Extract to read:
☆ ☆ ☆

The artists were inspired by the yellow ribbons tied on trees to denote support for the US military fighting in the Gulf War. Pink and the rainbow colours were rejected because they were too closely associated with the gay community, and they wanted to convey that HIV went beyond the gay community and was relevant to everyone.
Red was chosen as it is bold and visible – symbolising passion, a heart and love. The shape was chosen simply because it was easy to make and replicate – anyone can make one by just cutting out a piece of ribbon, looping it around your finger and pinning it on.
How did the red ribbon become so well known?
In the early days, the artists made the ribbons themselves and distributing them around the New York art scene and dropped them off at theatres. Initially there was a text that went with it, to explain why they were being worn, but eventually this was dropped as its symbolism no longer needed an explanation.

☆ ☆ ☆

Record list:
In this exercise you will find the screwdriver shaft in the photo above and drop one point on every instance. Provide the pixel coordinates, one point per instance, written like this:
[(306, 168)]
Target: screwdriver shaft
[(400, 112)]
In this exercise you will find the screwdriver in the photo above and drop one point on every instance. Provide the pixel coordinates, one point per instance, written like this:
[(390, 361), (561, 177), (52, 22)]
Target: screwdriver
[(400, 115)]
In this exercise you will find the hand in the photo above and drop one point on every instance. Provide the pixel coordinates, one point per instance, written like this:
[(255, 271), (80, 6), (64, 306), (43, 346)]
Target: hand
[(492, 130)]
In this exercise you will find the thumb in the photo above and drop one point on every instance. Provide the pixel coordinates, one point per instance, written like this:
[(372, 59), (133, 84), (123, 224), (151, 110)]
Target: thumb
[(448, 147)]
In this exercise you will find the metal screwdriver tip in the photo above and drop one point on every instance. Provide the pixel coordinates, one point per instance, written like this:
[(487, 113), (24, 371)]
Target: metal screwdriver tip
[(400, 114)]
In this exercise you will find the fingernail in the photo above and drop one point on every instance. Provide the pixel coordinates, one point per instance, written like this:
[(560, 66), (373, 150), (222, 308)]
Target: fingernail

☆ ☆ ☆

Stated problem 1: Reproduce part of the red ribbon text above without changes, starting at the words "The artists were" and ending after the words "so well known?".
Stated problem 2: Write the next part of the red ribbon history, picking up right after its final sentence.

Task answer 1:
The artists were inspired by the yellow ribbons tied on trees to denote support for the US military fighting in the Gulf War. Pink and the rainbow colours were rejected because they were too closely associated with the gay community, and they wanted to convey that HIV went beyond the gay community and was relevant to everyone.
Red was chosen as it is bold and visible – symbolising passion, a heart and love. The shape was chosen simply because it was easy to make and replicate – anyone can make one by just cutting out a piece of ribbon, looping it around your finger and pinning it on.
How did the red ribbon become so well known?

Task answer 2:
Within weeks of the red ribbon idea being born, world-famous actors starting wearing the red ribbon to high-profile award ceremonies such as the Oscars and talking about why it was important. The media also cottoned on, and within a short space of time the red ribbon symbol became universally recognised.
At the Freddie Mercury Tribute Concert held at London's Wembley Stadium on Easter Sunday 1992, more than 100,000 red ribbons were distributed among the audience, with performers such as George Michael wearing one. The Red Ribbon continues to be a powerful force in the efforts to increase public awareness of HIV.